AIM OF THE TASK - Rewrite the rows below so that every "keypoint" becomes "marker" and nothing else changes, and leave the pictures out of your answer.

DATA ROWS -
━━━━━━━━━━

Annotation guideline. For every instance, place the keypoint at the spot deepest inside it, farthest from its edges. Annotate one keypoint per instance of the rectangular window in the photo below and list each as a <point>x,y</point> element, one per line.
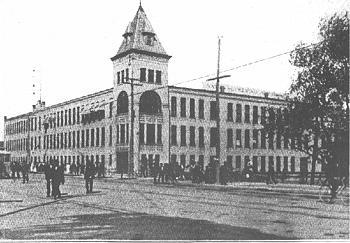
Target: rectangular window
<point>103,136</point>
<point>285,163</point>
<point>65,117</point>
<point>201,137</point>
<point>82,138</point>
<point>183,160</point>
<point>213,137</point>
<point>255,115</point>
<point>122,133</point>
<point>278,164</point>
<point>192,136</point>
<point>192,106</point>
<point>142,74</point>
<point>229,112</point>
<point>118,135</point>
<point>173,106</point>
<point>150,134</point>
<point>263,164</point>
<point>110,135</point>
<point>150,76</point>
<point>229,138</point>
<point>73,116</point>
<point>159,134</point>
<point>213,110</point>
<point>92,144</point>
<point>238,138</point>
<point>78,139</point>
<point>183,136</point>
<point>246,114</point>
<point>278,140</point>
<point>69,116</point>
<point>271,139</point>
<point>173,135</point>
<point>183,107</point>
<point>142,134</point>
<point>110,109</point>
<point>238,113</point>
<point>263,116</point>
<point>73,139</point>
<point>255,138</point>
<point>255,163</point>
<point>97,137</point>
<point>201,109</point>
<point>158,77</point>
<point>247,138</point>
<point>87,140</point>
<point>238,162</point>
<point>263,139</point>
<point>78,115</point>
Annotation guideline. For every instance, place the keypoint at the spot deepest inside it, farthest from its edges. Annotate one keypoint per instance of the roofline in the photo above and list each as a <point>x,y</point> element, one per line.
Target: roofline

━━━━━━━━━━

ANSWER IN FULL -
Annotation guideline. For every instance, place the marker at the spot deepest inside it, farthest from its edges. Annotate one marker per instance of the rectangular window in the photo below and list each as a <point>x,y</point> element, one per line.
Target: rectangular window
<point>103,136</point>
<point>285,163</point>
<point>65,117</point>
<point>201,137</point>
<point>82,138</point>
<point>183,160</point>
<point>213,137</point>
<point>255,115</point>
<point>122,133</point>
<point>278,164</point>
<point>192,136</point>
<point>192,106</point>
<point>142,74</point>
<point>229,112</point>
<point>118,135</point>
<point>173,106</point>
<point>150,134</point>
<point>263,164</point>
<point>110,135</point>
<point>150,76</point>
<point>229,138</point>
<point>73,116</point>
<point>159,134</point>
<point>213,110</point>
<point>92,144</point>
<point>238,138</point>
<point>78,139</point>
<point>183,136</point>
<point>246,114</point>
<point>278,140</point>
<point>69,116</point>
<point>271,139</point>
<point>173,135</point>
<point>183,107</point>
<point>142,134</point>
<point>110,109</point>
<point>238,113</point>
<point>263,116</point>
<point>73,139</point>
<point>255,138</point>
<point>255,163</point>
<point>97,137</point>
<point>201,109</point>
<point>158,77</point>
<point>247,138</point>
<point>87,140</point>
<point>238,162</point>
<point>263,139</point>
<point>78,115</point>
Annotation guideline. For every instance, place the marker at the spot deepest inside it, farthest from its edges. Annotate one marker per instance of the roofline in the photo above and list each as a <point>x,y</point> element, one per line.
Target: roofline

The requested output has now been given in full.